**EXTRACTED ENTRIES**:
☆ ☆ ☆ ☆ ☆ ☆ ☆
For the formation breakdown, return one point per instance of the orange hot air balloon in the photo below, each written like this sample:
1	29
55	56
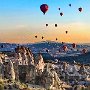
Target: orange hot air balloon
84	51
74	45
55	25
80	9
65	48
44	8
66	32
35	36
46	25
61	14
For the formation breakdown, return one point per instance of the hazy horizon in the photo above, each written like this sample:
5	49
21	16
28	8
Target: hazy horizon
21	20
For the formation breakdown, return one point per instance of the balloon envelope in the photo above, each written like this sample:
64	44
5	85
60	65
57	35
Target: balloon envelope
61	14
80	9
44	8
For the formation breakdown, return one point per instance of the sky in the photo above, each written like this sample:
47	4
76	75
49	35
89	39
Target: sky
21	20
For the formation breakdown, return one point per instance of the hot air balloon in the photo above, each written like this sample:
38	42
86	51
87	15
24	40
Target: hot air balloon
61	14
47	50
44	8
56	39
66	32
42	37
58	8
62	42
46	25
35	36
74	45
65	48
55	25
1	46
80	9
84	51
70	5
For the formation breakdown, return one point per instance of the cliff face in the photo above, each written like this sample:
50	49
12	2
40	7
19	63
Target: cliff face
35	71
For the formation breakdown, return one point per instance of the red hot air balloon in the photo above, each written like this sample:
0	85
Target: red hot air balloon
55	25
61	14
56	39
46	25
58	8
47	50
65	48
80	9
74	45
35	36
70	5
42	37
84	51
44	8
66	32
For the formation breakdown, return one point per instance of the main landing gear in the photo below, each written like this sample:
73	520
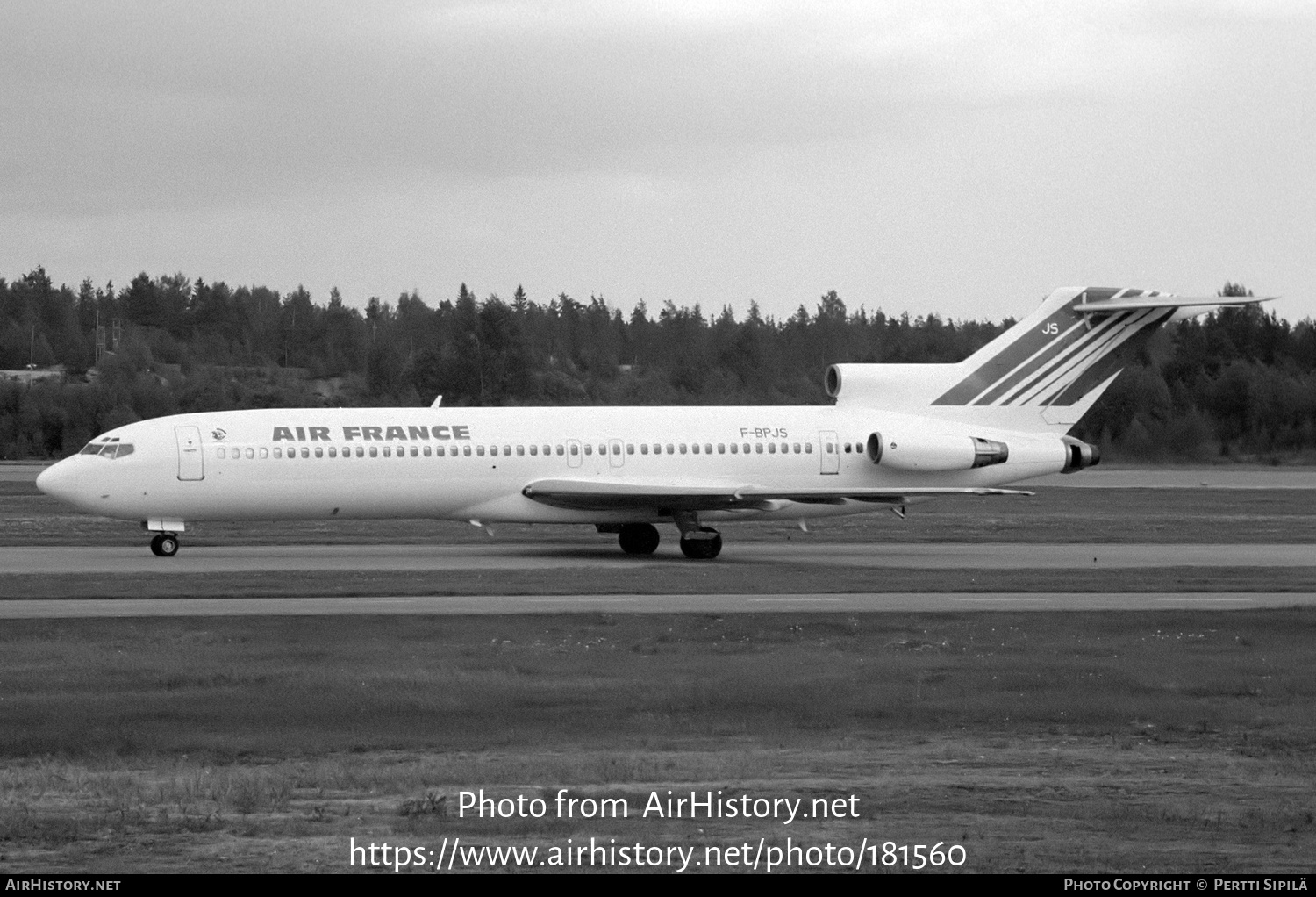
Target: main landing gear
165	544
639	538
697	543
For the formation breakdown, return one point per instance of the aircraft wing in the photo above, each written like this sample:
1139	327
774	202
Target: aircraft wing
668	497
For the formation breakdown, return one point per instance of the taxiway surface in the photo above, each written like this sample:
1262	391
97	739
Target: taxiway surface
576	555
710	604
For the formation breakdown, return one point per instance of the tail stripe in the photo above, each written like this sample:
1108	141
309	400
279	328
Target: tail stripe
1105	337
1024	347
1107	365
1060	344
1076	349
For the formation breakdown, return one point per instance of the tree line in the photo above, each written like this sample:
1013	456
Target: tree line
1239	382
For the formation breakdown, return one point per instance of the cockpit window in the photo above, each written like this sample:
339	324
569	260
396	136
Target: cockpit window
108	449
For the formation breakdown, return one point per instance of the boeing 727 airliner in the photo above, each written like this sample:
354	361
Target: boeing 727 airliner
895	434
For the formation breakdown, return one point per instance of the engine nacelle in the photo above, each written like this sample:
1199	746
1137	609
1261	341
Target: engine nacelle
934	452
1079	455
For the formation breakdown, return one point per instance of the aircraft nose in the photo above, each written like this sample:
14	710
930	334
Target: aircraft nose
60	480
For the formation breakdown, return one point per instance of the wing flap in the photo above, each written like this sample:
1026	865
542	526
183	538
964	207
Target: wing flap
666	497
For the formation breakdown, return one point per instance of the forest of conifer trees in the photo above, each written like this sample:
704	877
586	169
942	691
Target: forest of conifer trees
1234	384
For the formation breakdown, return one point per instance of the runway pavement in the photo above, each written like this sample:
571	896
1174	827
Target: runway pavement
855	602
574	555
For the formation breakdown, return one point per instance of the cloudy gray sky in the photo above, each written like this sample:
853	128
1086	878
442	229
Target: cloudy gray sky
960	157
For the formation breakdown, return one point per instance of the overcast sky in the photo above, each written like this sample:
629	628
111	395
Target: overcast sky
960	158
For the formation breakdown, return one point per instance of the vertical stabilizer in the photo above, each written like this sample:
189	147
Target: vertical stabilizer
1044	373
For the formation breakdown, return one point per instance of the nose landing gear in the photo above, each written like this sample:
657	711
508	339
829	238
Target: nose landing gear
697	543
704	544
165	544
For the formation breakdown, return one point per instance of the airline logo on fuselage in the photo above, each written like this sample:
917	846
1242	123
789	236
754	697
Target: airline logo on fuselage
371	434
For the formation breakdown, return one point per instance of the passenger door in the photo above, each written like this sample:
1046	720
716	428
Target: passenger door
191	465
829	452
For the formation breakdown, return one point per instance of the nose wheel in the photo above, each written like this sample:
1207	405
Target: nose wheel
165	544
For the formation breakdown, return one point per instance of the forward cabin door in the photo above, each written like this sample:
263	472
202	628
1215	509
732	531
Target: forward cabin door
829	452
190	464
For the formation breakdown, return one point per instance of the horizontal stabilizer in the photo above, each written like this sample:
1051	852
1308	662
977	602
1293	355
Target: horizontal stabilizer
1162	300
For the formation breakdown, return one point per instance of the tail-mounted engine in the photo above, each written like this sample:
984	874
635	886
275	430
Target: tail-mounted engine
934	452
1079	455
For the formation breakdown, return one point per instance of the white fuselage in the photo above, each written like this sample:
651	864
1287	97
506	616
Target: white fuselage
471	464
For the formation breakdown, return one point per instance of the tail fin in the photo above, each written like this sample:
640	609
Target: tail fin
1041	374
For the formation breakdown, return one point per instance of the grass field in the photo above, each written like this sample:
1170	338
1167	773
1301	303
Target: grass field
1039	742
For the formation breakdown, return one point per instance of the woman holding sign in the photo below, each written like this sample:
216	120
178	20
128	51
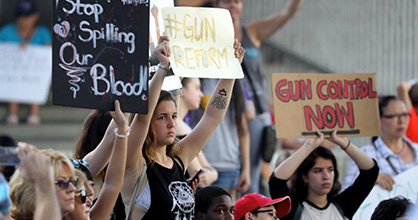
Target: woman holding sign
314	186
393	152
163	192
252	35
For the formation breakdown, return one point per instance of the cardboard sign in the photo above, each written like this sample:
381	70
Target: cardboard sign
100	53
405	185
306	103
201	42
25	73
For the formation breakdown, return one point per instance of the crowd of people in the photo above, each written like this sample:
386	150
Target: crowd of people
140	166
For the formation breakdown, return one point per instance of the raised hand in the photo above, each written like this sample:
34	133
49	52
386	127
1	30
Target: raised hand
340	141
315	142
120	119
163	51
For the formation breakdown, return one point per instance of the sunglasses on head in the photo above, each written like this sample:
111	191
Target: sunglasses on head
63	184
81	195
79	163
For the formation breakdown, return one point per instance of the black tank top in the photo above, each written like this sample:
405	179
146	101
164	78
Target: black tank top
171	197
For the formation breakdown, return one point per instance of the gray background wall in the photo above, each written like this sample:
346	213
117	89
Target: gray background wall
350	36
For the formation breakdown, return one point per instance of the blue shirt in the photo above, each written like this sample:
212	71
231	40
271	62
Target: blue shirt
8	33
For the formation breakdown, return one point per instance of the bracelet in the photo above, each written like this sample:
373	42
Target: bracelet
161	66
345	148
122	135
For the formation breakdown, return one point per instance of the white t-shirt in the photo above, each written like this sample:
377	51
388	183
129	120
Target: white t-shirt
314	213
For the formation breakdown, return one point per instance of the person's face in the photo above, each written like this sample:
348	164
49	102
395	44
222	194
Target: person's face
220	209
234	7
320	178
28	21
165	122
192	95
81	209
394	120
65	194
264	213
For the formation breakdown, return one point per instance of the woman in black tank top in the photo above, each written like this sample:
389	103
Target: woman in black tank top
158	148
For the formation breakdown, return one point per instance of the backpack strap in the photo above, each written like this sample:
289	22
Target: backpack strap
138	185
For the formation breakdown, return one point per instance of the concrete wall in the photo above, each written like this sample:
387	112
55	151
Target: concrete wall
378	36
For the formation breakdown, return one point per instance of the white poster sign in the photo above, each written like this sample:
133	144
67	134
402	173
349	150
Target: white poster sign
25	73
201	42
406	185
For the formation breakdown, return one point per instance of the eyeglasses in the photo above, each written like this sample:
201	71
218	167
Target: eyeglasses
82	195
398	116
79	163
271	212
63	184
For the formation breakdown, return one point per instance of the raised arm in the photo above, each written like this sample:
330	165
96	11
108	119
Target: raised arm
403	93
141	122
116	170
286	169
99	157
193	143
262	29
244	147
363	161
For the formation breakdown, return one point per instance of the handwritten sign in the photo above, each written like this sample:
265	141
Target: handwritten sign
405	185
306	103
201	42
25	73
100	53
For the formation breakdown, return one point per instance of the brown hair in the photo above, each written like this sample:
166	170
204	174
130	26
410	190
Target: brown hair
151	140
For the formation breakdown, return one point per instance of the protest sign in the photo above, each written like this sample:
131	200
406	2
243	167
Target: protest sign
25	73
100	54
306	103
405	185
201	42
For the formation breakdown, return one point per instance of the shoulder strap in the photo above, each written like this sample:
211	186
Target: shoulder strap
387	159
180	163
340	210
298	212
138	185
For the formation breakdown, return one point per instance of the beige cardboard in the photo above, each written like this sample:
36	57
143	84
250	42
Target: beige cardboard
201	42
292	112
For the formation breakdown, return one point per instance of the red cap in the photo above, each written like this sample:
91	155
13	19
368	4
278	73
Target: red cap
252	201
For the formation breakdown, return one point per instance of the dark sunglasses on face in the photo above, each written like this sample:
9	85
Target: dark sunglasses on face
82	195
79	163
63	184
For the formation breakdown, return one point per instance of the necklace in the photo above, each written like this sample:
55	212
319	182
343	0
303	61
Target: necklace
403	148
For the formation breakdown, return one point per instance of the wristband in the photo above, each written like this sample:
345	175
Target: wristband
161	66
345	148
128	132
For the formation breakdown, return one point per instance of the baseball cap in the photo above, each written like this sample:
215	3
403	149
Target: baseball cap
26	7
252	201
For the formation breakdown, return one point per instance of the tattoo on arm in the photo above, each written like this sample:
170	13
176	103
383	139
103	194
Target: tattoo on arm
219	102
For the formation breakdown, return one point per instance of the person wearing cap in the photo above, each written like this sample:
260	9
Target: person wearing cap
25	31
255	206
314	189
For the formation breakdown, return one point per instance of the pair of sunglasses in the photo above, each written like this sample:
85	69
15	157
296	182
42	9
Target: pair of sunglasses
63	184
81	196
79	163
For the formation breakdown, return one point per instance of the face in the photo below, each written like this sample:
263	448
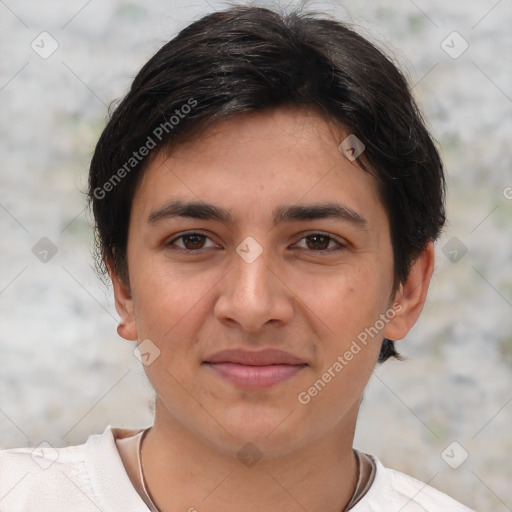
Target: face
289	251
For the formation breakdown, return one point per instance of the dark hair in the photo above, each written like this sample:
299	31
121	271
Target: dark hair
248	59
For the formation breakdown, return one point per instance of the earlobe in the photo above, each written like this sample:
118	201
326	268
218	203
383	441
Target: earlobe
127	327
412	295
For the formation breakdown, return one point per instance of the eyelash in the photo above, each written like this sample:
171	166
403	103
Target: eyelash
340	245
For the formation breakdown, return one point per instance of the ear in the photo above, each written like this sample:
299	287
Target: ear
127	327
411	296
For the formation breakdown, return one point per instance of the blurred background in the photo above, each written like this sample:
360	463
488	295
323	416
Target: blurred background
444	415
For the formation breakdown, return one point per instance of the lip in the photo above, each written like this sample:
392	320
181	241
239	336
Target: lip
255	369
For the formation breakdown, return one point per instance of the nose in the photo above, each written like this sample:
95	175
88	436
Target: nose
254	294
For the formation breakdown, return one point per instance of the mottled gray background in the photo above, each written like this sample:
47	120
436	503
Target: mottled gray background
64	372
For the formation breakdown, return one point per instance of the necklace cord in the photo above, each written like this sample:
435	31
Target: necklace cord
356	496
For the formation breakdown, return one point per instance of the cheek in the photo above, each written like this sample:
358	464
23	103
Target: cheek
165	302
345	302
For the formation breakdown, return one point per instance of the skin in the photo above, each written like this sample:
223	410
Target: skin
303	295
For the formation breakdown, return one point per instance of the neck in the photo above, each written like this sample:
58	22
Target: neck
185	472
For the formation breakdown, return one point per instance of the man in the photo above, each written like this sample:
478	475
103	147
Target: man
266	199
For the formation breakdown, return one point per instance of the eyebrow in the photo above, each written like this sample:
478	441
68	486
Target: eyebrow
206	211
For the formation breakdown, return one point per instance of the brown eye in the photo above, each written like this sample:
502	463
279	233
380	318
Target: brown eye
191	242
320	242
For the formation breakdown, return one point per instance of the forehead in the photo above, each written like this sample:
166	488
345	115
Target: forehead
256	161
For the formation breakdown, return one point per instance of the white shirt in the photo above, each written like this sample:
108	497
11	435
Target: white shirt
91	478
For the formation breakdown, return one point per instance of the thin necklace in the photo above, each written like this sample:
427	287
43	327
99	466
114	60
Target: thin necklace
355	495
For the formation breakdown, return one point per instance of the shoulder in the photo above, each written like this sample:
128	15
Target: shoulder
393	490
42	475
61	479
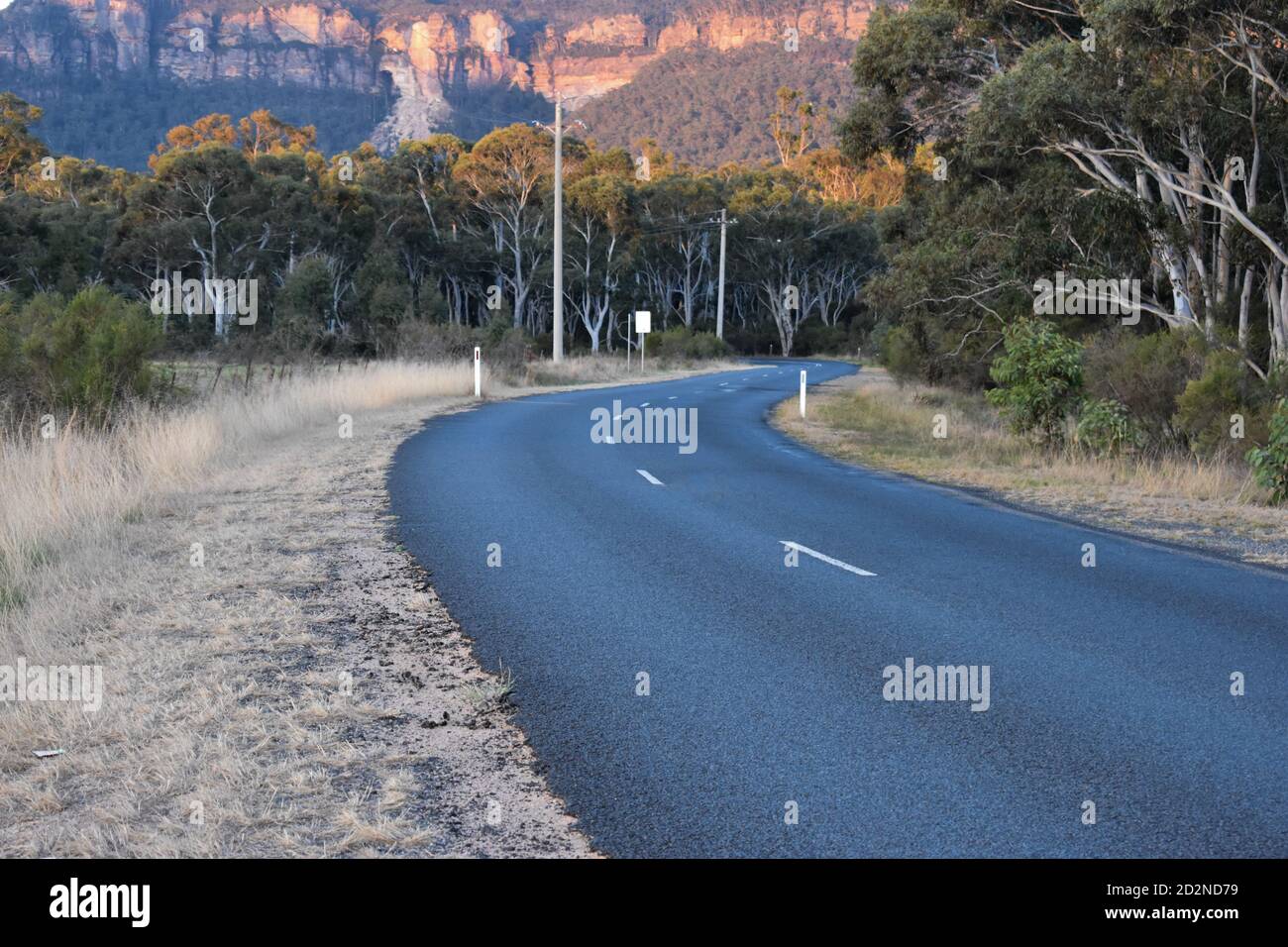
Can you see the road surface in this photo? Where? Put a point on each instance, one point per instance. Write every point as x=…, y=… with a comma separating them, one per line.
x=765, y=727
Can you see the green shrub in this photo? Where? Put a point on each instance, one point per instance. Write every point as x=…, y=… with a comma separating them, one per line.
x=1146, y=373
x=1270, y=463
x=682, y=344
x=1106, y=428
x=88, y=354
x=902, y=355
x=1038, y=377
x=1205, y=407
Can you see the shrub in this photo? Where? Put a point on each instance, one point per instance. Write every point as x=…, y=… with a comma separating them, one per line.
x=88, y=354
x=902, y=355
x=679, y=344
x=1038, y=377
x=1205, y=408
x=1106, y=428
x=1270, y=463
x=1146, y=373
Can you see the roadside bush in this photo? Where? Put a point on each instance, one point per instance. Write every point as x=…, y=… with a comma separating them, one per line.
x=1106, y=428
x=426, y=342
x=1038, y=377
x=505, y=348
x=1146, y=373
x=1206, y=406
x=814, y=338
x=86, y=354
x=902, y=355
x=679, y=344
x=1270, y=463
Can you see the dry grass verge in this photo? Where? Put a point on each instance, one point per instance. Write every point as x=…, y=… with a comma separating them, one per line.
x=868, y=419
x=277, y=677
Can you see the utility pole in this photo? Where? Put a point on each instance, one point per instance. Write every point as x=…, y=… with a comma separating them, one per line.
x=558, y=352
x=720, y=294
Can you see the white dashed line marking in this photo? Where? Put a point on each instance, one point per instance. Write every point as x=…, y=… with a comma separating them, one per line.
x=828, y=560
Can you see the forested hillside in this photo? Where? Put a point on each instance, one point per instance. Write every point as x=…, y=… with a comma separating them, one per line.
x=708, y=106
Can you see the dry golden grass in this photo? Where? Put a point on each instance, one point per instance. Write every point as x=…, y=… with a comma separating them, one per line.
x=301, y=692
x=72, y=487
x=868, y=419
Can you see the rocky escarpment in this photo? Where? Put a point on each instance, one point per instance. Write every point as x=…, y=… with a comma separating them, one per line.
x=430, y=54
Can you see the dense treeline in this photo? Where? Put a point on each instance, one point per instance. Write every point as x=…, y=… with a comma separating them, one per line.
x=1081, y=141
x=360, y=254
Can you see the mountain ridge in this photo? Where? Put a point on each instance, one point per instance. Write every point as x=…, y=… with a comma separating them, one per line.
x=428, y=64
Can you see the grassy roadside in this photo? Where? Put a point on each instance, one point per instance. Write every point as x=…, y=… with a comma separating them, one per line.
x=868, y=419
x=277, y=677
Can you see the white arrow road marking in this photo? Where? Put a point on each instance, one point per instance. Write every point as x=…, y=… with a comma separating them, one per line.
x=828, y=560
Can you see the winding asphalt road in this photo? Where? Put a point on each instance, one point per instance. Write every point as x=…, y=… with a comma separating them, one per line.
x=765, y=682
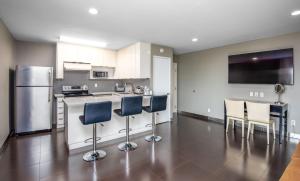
☆ ☆ ☆ ☆ ☆ ☆ ☆
**EXERCISE**: Extract every line of the records above that contains the string "earlobe", treating the match as case-sensitive.

**ANSWER**:
For the formation breakdown, return one point per instance of the earlobe in the photo above, each written like this sample:
Target: earlobe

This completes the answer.